# EXERCISE 1
Return everything in the passage on single-author scholarship from "Newly professionalizing academics" down to "themselves into Authors.", copied word for word.
# EXERCISE 2
Answer these questions about the passage on single-author scholarship:
(a) What kind of reading of a book does the Rereadings series ask for instead of a standard academic monograph?
(b) How many edited collections on a specific popular author does the writer say they have done?
(c) Which platform is named as one of the para-academic settings where newly professionalizing academics explain the value of their work?

# PAGE EXTRACT
On the other hand, the Rereadings series is also explicitly conceived of as “writerly.” What the editors want isn’t a standard academic monograph on a single book. You’re not getting the reader’s guide to Gravity’s Rainbow or Ulysses. Such books still frequently get written, to be sure — but what Rereadings is asking for, by contrast, is an affectively charged, even personal reading of a book.
So — maybe I’m wrong about this claim — my sense is that though university presses often publish single-author scholarship, there’s still a felt sense that one’s focus on the single author, or on the single text for that matter, is something that stands outside the normal protocols of scholarly communication. Maybe you have a side project collecting the interviews of an author you like, or doing an edited collection on a specific popular author (I’ve done two of these). But writing about an author as your main line of scholarly research is somewhat unusual. To do so, what is required is a writerly bonus, what I would describe as the idiom the New Public Intellectual that so many graduate students, postdocs, adjunct faculty, and younger tenure line faculty have pursued.
Newly professionalizing academics are supposed to apply for that job that asks for a very broad area of disciplinary competence. But they’re also asked to show their worth by writing in and for the public, explaining the value of what they do in various para-academic settings, including Twitter. If once upon a time, before the Theory era, we studied Authors, and in the Theory era we studied Theorists as if they were Authors, today it’s Aspiring Academics themselveswho are often being asked to shape themselves into Authors.

Natural-language object grounding data
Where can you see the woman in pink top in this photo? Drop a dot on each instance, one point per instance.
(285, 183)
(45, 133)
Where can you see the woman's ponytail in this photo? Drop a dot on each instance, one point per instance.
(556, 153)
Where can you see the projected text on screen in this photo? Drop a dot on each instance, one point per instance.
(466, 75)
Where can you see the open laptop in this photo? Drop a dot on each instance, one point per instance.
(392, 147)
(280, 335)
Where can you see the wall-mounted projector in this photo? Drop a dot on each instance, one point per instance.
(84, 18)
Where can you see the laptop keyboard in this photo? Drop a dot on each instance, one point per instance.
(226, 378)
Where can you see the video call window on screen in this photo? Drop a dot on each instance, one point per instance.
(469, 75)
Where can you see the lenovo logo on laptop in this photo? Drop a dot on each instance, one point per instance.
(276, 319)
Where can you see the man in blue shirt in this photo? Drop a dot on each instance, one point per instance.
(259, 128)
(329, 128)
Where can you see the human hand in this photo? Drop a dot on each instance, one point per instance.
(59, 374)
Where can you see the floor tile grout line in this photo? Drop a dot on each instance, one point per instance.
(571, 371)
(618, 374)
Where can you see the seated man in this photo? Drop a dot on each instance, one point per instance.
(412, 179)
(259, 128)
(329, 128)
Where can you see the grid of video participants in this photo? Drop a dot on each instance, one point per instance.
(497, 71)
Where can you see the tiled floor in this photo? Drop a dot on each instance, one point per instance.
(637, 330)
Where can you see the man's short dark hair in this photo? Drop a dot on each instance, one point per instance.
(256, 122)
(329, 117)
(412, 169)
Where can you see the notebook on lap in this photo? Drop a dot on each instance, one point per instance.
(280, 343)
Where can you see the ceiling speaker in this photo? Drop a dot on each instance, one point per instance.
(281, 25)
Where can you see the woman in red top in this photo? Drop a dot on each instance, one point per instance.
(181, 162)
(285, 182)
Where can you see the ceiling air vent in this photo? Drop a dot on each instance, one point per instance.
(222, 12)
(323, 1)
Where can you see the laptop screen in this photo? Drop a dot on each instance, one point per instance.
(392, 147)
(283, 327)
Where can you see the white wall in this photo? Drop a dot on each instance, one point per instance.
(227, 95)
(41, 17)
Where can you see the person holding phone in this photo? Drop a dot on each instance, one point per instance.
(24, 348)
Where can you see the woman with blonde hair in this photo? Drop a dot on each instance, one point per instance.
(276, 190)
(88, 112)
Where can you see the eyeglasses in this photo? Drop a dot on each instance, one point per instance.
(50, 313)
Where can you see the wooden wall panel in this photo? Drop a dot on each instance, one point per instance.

# EXPECTED OUTPUT 1
Newly professionalizing academics are supposed to apply for that job that asks for a very broad area of disciplinary competence. But they’re also asked to show their worth by writing in and for the public, explaining the value of what they do in various para-academic settings, including Twitter. If once upon a time, before the Theory era, we studied Authors, and in the Theory era we studied Theorists as if they were Authors, today it’s Aspiring Academics themselveswho are often being asked to shape themselves into Authors.

# EXPECTED OUTPUT 2
(a) An affectively charged, even personal reading of a book.
(b) Two.
(c) Twitter.